## Excerpts from point annotation data
○ ○ ○ ○

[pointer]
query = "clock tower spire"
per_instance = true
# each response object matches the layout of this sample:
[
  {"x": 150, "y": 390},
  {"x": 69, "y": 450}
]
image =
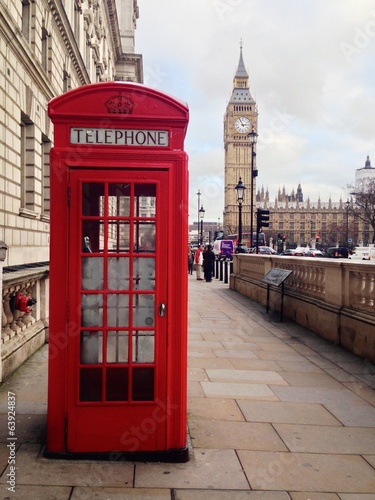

○ ○ ○ ○

## WORK REQUIRED
Replace "spire" with "steeple" in the material above and reproduce it with everything else unchanged. Omit the pictures.

## EXERCISE ANSWER
[pointer]
query = "clock tower steeple"
per_instance = true
# each response object matches the layout of this sample:
[
  {"x": 150, "y": 390},
  {"x": 69, "y": 450}
]
image =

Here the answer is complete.